WHAT THE TASK REQUIRES:
If a picture appears among the records, leave it out and set down everything else exactly as it stands.

[EXTRACTED DATA Boundary: Start]

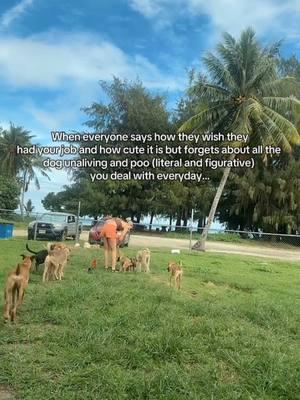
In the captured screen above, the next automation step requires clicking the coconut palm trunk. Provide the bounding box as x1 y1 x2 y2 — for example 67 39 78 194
193 155 234 251
20 169 27 218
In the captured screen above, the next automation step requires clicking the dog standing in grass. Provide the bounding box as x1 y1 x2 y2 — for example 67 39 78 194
3 255 34 322
43 247 70 282
167 261 183 290
136 248 151 272
25 243 48 272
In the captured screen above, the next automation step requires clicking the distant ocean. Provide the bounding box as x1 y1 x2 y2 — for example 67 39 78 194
80 214 225 231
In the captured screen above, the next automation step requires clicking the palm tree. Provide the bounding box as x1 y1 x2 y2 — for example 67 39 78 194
24 199 35 217
0 123 50 216
180 28 300 251
0 124 34 176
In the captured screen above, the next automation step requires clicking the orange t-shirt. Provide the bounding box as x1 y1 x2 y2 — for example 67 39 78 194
99 219 118 239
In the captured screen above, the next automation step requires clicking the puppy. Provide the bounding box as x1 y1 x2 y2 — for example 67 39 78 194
167 260 183 290
3 255 34 322
136 248 151 272
43 247 70 282
26 243 48 272
120 256 136 272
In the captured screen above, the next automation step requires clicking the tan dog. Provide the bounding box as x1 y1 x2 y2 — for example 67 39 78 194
167 261 183 290
3 255 34 322
136 248 151 272
43 247 70 282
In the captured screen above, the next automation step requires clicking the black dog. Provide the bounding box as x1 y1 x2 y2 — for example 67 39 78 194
25 244 48 272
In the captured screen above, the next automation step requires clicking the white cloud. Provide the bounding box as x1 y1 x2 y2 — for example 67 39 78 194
0 31 186 134
0 31 185 91
0 0 34 29
130 0 164 18
129 0 300 39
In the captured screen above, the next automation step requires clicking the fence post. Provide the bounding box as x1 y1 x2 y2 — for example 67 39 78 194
33 213 38 240
189 209 194 251
75 201 81 242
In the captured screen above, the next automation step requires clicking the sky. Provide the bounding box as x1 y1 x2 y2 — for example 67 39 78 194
1 0 300 212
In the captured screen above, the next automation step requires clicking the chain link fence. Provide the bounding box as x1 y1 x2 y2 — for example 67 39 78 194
1 208 300 251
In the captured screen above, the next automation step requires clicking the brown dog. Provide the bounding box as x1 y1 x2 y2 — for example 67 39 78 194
3 255 34 322
43 247 70 282
120 256 136 272
167 261 183 290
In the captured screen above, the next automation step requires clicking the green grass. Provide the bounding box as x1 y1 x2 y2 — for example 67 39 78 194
0 238 299 400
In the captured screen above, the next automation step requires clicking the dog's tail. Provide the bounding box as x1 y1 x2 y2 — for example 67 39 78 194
26 243 38 254
179 260 183 268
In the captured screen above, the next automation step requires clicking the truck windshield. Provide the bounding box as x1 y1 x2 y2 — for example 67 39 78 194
40 214 66 223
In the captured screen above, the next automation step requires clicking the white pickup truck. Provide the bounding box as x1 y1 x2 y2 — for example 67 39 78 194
27 212 82 241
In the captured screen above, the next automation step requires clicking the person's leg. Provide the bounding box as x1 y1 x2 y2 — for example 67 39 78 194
108 238 117 271
103 237 110 270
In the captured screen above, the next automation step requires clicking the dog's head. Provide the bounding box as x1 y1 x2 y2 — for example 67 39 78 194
20 254 35 268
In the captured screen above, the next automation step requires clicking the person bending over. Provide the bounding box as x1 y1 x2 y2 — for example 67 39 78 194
98 217 133 271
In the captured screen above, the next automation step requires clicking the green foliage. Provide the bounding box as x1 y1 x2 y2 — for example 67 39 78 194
279 55 300 80
0 174 20 210
220 157 300 233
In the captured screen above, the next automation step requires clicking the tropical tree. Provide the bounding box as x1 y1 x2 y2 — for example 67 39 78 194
0 123 50 216
74 77 172 221
0 124 34 176
180 28 300 251
24 199 35 216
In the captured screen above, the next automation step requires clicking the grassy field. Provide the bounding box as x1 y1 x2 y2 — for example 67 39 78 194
0 238 299 400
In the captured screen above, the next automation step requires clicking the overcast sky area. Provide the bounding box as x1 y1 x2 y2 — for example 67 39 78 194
1 0 300 212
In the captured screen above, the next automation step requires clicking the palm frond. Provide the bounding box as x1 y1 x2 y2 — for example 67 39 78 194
263 96 300 114
202 53 237 91
178 102 231 132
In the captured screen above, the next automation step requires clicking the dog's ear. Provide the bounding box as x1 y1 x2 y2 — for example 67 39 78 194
30 255 36 261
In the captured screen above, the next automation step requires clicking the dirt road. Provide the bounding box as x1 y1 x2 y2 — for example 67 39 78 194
13 229 300 261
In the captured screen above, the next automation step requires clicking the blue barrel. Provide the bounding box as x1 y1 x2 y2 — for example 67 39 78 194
0 223 14 239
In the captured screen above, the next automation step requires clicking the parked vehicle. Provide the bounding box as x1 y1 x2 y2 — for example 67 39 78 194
89 219 130 247
27 212 82 241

[EXTRACTED DATA Boundary: End]

TASK OUTPUT:
In the captured screen above, the next automation step requires clicking the coconut palm trunk. Provide the bounding box as x1 y1 x2 y2 — for example 67 39 78 194
193 155 234 251
20 169 27 218
In the captured screen above, the next automation step requires clicking the dog standing in grass. Provide the bounding box as x1 y1 x2 y2 — for example 67 39 78 194
3 255 34 322
43 247 70 282
167 261 183 290
136 248 151 272
25 243 48 272
In the captured screen above, the next automation step requires clicking the distant ocean. Provide the bounding box as x1 y1 x2 y2 — for example 67 39 78 194
80 214 225 231
In the captured screen above, the next automation step requires clicking the palm tree. Provide the bounding box as x1 y1 x2 y2 — for example 67 39 78 194
24 199 35 217
0 123 50 216
180 28 300 251
0 124 34 176
In the captured screen above, the next automation step requires clicking the orange t-shirt. Provide the bounding box as x1 y1 x2 y2 — for example 67 39 78 194
99 219 118 239
In the captured screen above, the next automation step requires clicking the puppy. Provide the bounding box as x1 y1 x2 y2 — for example 67 39 78 194
167 260 183 290
3 255 34 322
136 248 151 272
43 247 70 282
26 243 48 272
120 256 136 272
In the captured screen above, the next automation step requires clicking the tan dog. Provide the bounding box as x1 y1 x2 y2 — for example 67 39 78 194
167 261 183 290
3 255 34 322
136 248 151 272
43 247 70 282
In the captured screen above, the next automation step requires clicking the black dog. Provide the bounding box as x1 y1 x2 y2 — for example 67 39 78 194
25 244 48 272
In the captured screen above, the next automation step requires clicking the white cloud. Provide the bounding box as x1 y1 x2 y2 — for example 67 39 78 194
0 31 186 134
0 31 185 91
0 0 34 29
130 0 164 18
129 0 300 39
In the captured screen above, the next automation step requires clicking the fence post. Provide the bounding box as x1 y1 x2 y2 — for example 67 39 78 194
33 213 38 240
189 209 194 251
75 201 81 242
In the captured screen above, the next automation step requires clicking the sky. Provide the bounding box as x1 y1 x2 y2 — for example 67 39 78 194
1 0 300 212
In the captured screen above, the next automation step requires clicking the chain link fence. Provide the bounding box as x1 y1 x2 y2 — for example 67 39 78 194
1 208 300 251
In the captured screen above, the next automation step requires clicking the brown dog. Provide the bounding box as x1 y1 x2 y2 — for example 67 39 78 194
3 255 34 322
43 247 70 282
120 256 136 272
167 261 183 290
In the captured screen above, the next automation step requires clicking the green grass. Provide the bounding box as x1 y1 x2 y2 — for example 67 39 78 194
0 238 299 400
In the captured screen above, the next automation step requires clicking the dog's tail. Provide the bounding box as x1 y1 x2 y2 — for example 67 39 78 194
26 243 38 254
179 260 183 268
In the captured screen above, the next automation step requires clicking the truck windshield. Provide the bounding box as x1 y1 x2 y2 — for example 67 39 78 194
40 214 66 223
In the captured screen above, the next automation step requires clicking the white pickup truck. Provide the bounding box as x1 y1 x2 y2 — for example 67 39 78 194
27 212 82 241
In the captured screen above, the next automation step requires clicking the person's leg. Provide the bounding box as x1 y1 x2 y2 — for example 67 39 78 194
108 238 117 271
103 237 110 270
In the captured screen above, the next automation step requires clicking the dog's head. Provide the bounding box as x1 y1 x2 y2 — for example 67 39 78 194
20 254 35 268
In the captured screen above, the next automation step requires clicking the person bending over. Provide the bounding box as x1 y1 x2 y2 — for example 67 39 78 194
98 217 133 271
In the captured screen above, the next automation step requires clicking the green foliage. Provide the bounding box as x1 y1 x2 y2 — for example 67 39 78 194
279 55 300 80
0 174 20 210
220 157 300 233
In the captured screen above, the next automation step requires clicking the tropical tree. Provide the bounding box as x1 y1 x2 y2 — for example 67 39 78 194
0 123 50 216
74 77 172 221
0 124 34 176
180 28 300 251
24 199 35 216
In the captured screen above, the next automation step requires clicking the grassy field. Provide the bounding box as x1 y1 x2 y2 — for example 67 39 78 194
0 238 299 400
In the captured screen above, the next automation step requires clicking the overcast sky area. Provide the bounding box as x1 y1 x2 y2 — for example 67 39 78 194
1 0 300 212
In the captured screen above, the next automation step requires clicking the palm frond. Provide the bounding box as x1 y1 x2 y2 — for example 67 39 78 194
263 96 300 114
202 53 237 91
178 102 231 132
In the captured screen above, the next automation step requires clicking the dog's ear. Provide the bounding box as x1 y1 x2 y2 — for example 67 39 78 194
30 255 36 261
In the captured screen above, the next automation step requires clicking the dirt road. Provide the bounding box as x1 y1 x2 y2 — for example 67 39 78 194
13 229 300 261
In the captured screen above, the next automation step requires clicking the blue barrel. Provide the bounding box as x1 y1 x2 y2 — for example 67 39 78 194
0 223 14 239
In the captured screen above, the next automation step requires clicking the parked vehicle. Provide the bounding box as x1 y1 x2 y2 — for example 67 39 78 194
89 219 130 247
27 212 82 241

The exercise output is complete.